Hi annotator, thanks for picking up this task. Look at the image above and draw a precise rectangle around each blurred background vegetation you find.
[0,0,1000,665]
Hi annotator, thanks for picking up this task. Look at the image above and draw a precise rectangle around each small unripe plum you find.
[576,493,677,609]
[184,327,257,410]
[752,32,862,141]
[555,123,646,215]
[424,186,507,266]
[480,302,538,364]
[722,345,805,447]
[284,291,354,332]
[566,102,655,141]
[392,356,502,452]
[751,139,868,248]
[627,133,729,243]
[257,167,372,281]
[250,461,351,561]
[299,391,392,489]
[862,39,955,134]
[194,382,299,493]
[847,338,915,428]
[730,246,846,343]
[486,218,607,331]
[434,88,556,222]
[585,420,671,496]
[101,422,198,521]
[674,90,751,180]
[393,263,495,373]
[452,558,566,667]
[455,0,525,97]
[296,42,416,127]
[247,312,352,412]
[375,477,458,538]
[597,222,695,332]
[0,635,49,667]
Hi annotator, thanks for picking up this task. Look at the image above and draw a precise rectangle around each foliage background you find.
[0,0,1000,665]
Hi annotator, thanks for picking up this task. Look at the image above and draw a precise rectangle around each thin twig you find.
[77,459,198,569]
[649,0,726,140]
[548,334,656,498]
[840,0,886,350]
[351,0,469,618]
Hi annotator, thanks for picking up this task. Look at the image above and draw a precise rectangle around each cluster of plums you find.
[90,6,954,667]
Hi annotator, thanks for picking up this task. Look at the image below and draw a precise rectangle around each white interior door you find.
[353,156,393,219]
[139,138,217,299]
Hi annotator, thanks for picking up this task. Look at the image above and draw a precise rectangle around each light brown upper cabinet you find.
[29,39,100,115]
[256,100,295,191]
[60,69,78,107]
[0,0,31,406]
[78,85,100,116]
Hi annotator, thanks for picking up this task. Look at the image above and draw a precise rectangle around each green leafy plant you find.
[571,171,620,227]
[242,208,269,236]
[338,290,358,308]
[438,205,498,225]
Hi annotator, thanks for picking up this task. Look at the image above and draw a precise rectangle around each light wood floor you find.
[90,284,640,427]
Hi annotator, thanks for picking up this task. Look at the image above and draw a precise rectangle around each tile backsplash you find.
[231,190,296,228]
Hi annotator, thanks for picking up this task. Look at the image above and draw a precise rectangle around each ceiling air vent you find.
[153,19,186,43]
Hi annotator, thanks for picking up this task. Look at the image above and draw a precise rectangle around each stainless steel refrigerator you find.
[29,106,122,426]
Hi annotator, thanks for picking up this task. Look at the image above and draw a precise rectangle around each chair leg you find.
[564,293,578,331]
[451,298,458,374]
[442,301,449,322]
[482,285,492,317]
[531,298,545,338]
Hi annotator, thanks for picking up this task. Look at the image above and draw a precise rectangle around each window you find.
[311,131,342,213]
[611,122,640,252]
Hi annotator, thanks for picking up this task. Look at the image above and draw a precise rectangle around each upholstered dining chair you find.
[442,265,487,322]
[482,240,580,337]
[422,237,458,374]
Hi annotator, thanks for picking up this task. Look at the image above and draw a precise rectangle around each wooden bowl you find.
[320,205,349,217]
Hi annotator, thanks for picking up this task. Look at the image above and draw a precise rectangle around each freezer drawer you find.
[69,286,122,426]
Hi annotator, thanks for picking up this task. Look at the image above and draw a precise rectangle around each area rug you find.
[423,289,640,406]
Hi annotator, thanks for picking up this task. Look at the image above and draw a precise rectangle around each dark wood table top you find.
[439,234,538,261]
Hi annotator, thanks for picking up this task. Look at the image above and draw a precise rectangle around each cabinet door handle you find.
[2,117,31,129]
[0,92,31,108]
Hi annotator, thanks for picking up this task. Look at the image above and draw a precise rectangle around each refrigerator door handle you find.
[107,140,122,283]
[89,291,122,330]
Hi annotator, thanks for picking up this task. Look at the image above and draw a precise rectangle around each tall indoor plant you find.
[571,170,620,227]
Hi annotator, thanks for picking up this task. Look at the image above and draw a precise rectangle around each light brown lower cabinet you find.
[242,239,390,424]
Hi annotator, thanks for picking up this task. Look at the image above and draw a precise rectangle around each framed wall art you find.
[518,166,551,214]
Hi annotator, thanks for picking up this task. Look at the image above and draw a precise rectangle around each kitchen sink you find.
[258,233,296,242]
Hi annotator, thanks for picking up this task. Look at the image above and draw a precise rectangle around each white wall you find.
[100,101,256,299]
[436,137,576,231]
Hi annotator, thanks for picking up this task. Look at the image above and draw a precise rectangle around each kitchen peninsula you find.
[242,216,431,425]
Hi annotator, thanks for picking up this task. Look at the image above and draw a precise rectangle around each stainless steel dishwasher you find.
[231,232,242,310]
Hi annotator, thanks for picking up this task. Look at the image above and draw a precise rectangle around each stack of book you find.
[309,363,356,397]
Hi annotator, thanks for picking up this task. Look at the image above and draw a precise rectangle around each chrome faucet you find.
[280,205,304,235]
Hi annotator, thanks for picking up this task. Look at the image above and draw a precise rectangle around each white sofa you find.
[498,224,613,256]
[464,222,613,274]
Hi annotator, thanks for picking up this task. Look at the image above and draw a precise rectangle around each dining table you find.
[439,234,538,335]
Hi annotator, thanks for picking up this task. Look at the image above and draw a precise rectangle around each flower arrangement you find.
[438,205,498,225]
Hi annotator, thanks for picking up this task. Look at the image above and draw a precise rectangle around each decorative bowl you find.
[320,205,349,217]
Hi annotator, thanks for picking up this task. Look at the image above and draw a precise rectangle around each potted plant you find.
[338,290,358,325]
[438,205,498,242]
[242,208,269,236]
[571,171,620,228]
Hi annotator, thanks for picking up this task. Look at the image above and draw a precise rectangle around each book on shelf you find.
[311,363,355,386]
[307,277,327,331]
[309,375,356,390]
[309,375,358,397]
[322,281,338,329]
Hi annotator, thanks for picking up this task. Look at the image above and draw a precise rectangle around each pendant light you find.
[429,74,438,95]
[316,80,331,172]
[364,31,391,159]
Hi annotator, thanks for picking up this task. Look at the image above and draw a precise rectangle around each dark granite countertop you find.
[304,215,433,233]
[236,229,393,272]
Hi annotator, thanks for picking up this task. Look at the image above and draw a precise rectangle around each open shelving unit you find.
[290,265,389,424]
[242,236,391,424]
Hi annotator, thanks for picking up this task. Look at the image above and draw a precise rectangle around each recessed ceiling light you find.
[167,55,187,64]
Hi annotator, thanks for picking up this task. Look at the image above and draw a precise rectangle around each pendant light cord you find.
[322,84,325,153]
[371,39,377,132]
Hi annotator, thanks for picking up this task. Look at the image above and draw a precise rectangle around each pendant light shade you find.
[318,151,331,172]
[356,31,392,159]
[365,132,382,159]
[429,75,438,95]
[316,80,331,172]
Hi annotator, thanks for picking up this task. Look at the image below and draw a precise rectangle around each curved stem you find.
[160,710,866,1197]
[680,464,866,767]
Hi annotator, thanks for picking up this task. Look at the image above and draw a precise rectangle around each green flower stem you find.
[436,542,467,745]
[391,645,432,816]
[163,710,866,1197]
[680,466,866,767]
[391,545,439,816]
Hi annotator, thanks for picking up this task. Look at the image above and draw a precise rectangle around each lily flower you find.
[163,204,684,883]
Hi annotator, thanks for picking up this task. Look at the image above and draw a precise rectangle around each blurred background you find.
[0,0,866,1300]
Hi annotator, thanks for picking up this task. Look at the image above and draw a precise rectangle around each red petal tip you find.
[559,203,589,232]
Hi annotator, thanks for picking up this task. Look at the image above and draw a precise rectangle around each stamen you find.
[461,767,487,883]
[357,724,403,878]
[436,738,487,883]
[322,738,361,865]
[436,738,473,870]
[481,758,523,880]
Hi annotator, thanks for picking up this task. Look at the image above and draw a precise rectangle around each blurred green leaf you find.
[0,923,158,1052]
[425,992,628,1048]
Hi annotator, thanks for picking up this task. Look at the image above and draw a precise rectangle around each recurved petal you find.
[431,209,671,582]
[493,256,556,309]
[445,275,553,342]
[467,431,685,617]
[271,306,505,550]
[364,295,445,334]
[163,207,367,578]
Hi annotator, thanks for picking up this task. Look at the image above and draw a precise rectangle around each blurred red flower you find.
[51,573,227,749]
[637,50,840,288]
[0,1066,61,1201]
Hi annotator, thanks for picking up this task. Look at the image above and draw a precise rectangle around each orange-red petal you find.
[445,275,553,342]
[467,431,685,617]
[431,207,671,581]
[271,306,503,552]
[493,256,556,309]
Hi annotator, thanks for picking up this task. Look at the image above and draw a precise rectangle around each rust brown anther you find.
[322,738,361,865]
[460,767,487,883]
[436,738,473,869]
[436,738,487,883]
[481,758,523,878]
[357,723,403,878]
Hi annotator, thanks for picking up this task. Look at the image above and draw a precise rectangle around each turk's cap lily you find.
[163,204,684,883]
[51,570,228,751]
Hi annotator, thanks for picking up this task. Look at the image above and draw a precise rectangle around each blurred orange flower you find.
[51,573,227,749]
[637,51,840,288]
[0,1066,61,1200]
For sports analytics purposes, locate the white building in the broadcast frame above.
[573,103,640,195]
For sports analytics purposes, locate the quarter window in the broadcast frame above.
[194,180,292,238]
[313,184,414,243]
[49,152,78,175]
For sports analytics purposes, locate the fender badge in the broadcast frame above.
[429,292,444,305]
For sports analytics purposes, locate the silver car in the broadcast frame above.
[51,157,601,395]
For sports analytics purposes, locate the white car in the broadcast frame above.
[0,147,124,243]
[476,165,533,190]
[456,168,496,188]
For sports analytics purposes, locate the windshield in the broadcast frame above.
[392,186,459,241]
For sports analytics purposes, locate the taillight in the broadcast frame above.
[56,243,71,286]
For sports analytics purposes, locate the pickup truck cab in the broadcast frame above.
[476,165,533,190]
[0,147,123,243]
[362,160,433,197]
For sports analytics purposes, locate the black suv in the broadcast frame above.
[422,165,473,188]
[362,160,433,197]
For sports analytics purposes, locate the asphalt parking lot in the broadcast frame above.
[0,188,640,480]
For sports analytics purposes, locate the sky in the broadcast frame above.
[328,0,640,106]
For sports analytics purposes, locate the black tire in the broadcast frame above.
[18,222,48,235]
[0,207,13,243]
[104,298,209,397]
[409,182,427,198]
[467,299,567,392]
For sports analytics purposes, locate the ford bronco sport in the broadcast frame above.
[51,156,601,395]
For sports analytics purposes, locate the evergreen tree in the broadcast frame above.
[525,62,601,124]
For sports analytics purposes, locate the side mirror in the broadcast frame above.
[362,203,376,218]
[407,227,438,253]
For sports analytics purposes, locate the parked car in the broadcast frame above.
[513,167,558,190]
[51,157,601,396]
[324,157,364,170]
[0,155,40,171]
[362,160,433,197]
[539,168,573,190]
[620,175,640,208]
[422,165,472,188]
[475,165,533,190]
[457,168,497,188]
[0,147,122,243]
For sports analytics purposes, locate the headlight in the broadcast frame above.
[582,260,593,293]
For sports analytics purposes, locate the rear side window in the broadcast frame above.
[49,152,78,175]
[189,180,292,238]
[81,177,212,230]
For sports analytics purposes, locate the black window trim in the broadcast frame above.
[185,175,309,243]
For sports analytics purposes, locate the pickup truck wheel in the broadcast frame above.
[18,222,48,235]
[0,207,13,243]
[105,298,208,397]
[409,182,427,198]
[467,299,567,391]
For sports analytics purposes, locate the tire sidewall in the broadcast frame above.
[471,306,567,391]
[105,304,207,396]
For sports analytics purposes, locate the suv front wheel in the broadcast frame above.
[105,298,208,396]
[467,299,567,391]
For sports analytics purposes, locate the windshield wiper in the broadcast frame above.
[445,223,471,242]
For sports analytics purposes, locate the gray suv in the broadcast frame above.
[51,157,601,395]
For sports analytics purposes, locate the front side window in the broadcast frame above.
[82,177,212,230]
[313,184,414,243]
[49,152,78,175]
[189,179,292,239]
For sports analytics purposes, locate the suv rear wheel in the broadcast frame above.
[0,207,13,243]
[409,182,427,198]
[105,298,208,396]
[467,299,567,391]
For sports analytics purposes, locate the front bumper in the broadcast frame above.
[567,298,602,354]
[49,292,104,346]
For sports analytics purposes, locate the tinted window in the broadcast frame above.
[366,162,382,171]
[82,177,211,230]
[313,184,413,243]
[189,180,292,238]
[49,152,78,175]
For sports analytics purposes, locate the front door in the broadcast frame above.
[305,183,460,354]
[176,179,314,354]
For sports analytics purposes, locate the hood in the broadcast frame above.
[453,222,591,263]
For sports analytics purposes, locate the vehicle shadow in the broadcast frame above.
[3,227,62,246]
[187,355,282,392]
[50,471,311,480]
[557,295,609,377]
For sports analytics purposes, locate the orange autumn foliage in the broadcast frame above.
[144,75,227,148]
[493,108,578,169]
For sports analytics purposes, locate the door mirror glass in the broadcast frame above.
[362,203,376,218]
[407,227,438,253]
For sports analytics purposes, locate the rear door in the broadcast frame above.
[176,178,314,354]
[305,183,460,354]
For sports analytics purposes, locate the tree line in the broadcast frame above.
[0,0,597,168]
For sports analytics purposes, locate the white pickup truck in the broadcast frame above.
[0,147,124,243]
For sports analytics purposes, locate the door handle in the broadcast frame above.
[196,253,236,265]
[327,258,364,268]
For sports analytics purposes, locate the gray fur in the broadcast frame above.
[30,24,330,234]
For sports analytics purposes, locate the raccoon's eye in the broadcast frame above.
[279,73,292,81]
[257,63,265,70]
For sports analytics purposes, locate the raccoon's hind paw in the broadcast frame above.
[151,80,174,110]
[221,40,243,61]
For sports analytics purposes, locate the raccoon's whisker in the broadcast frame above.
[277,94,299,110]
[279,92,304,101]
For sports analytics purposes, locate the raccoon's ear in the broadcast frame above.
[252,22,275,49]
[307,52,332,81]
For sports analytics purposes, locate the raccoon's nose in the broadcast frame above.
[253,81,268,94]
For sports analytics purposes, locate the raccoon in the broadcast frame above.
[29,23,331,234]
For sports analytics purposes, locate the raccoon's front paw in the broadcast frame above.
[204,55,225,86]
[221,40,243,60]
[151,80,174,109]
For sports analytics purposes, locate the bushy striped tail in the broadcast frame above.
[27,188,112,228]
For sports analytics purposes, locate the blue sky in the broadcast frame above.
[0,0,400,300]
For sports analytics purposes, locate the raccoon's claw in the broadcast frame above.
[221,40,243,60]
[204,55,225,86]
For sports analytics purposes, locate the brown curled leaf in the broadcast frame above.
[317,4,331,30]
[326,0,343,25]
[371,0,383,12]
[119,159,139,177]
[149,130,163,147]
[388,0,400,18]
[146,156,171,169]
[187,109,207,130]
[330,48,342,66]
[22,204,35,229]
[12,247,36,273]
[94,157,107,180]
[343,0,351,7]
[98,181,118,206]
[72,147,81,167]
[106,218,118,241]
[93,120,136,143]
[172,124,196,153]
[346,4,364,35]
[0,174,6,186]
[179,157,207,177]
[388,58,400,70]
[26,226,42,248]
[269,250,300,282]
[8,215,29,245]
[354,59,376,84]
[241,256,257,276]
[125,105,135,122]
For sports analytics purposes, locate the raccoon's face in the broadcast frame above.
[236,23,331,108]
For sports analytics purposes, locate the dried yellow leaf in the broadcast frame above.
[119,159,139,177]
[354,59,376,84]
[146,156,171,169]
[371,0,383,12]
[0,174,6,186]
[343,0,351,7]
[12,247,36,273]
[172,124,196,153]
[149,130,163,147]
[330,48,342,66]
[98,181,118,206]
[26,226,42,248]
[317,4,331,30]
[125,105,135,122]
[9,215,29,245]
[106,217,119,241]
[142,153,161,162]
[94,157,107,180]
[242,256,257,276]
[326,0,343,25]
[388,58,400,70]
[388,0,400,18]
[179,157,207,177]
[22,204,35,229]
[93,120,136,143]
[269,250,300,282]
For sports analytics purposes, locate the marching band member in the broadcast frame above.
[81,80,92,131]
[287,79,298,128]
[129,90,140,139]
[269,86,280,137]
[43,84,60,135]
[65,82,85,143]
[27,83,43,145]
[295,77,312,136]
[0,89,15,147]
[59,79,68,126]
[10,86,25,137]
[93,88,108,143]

........

▸ **EXERCISE DESCRIPTION**
Reproduce, without any alteration, the entries from the line containing "For sports analytics purposes, locate the black tire" up to and including the line containing "[0,147,122,243]".

▸ **WRITTEN ANSWER**
For sports analytics purposes, locate the black tire in the broadcast frame above.
[18,222,48,235]
[0,207,13,243]
[104,298,209,397]
[409,182,427,198]
[467,299,567,392]
For sports analytics purposes, locate the ford bronco sport in the broadcast frame above.
[51,156,601,395]
For sports analytics purposes, locate the evergreen tree in the broadcast frame above.
[525,62,601,124]
For sports analytics purposes, locate the side mirror in the broadcast frame above.
[362,203,376,218]
[407,227,438,253]
For sports analytics purposes, locate the parked car in the broadcast frame above.
[513,167,558,190]
[51,157,601,396]
[324,157,364,170]
[0,155,40,171]
[362,160,433,197]
[539,168,573,190]
[620,175,640,208]
[422,165,472,188]
[475,165,533,190]
[457,168,497,188]
[0,147,122,243]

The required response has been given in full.